* START *
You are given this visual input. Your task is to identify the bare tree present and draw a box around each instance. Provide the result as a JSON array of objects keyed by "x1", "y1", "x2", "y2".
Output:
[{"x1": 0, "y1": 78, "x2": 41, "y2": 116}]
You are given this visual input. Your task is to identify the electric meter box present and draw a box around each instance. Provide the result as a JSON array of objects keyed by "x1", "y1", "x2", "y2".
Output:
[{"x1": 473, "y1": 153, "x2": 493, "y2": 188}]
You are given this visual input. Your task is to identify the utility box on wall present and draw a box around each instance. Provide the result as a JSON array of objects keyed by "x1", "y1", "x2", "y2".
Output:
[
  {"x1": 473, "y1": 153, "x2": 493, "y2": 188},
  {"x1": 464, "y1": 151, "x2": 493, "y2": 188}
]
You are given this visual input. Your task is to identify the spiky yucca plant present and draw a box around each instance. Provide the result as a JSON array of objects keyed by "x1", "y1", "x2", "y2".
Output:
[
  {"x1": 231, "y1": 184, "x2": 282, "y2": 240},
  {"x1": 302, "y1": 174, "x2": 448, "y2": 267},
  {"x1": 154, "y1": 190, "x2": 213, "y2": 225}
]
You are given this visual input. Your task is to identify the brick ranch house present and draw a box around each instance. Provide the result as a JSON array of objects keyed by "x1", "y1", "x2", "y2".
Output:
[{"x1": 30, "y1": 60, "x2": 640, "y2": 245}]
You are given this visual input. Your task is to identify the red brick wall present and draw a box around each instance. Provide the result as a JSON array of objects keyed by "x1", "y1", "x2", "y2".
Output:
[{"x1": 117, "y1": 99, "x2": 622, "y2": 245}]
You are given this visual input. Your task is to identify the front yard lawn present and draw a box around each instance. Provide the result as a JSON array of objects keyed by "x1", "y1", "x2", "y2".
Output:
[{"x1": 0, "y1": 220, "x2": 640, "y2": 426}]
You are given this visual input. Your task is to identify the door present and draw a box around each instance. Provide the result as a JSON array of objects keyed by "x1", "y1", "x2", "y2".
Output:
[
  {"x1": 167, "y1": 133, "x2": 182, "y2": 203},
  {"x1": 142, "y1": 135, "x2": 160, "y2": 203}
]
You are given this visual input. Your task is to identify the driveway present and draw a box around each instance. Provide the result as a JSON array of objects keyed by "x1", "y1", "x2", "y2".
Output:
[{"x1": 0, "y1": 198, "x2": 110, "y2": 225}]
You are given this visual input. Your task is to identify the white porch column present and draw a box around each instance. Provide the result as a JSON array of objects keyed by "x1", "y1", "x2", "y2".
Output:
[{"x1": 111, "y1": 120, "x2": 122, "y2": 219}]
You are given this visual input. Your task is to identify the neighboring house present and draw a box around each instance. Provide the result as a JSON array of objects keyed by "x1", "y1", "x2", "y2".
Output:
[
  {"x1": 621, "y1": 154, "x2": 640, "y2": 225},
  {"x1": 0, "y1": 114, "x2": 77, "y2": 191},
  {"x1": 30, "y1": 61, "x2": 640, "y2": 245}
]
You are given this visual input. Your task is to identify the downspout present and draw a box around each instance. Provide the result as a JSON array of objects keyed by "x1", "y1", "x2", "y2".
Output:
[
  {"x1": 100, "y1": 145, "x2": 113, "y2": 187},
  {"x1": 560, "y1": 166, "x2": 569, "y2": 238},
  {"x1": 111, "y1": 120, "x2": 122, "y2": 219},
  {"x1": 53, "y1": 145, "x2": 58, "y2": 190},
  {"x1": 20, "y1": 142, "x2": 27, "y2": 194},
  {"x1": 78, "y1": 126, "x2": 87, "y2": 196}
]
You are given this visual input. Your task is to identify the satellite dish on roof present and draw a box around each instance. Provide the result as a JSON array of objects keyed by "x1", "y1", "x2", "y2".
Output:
* END *
What you need to do:
Identify each line in the listing above that contains the word "house" and copy those lines out in full. Matching is case-sensitive.

Answer for the task:
You are given this visual input. Your task is to identify the brick ranch house present and draw a box around each instance. Provide the result as a JSON array of objects keyed by "x1", "y1", "x2", "y2".
You are given this visual input. Your task is to identify the neighboring house present and draw a box around each instance. Provide the result as a JSON array of objects keyed by "x1", "y1", "x2", "y2".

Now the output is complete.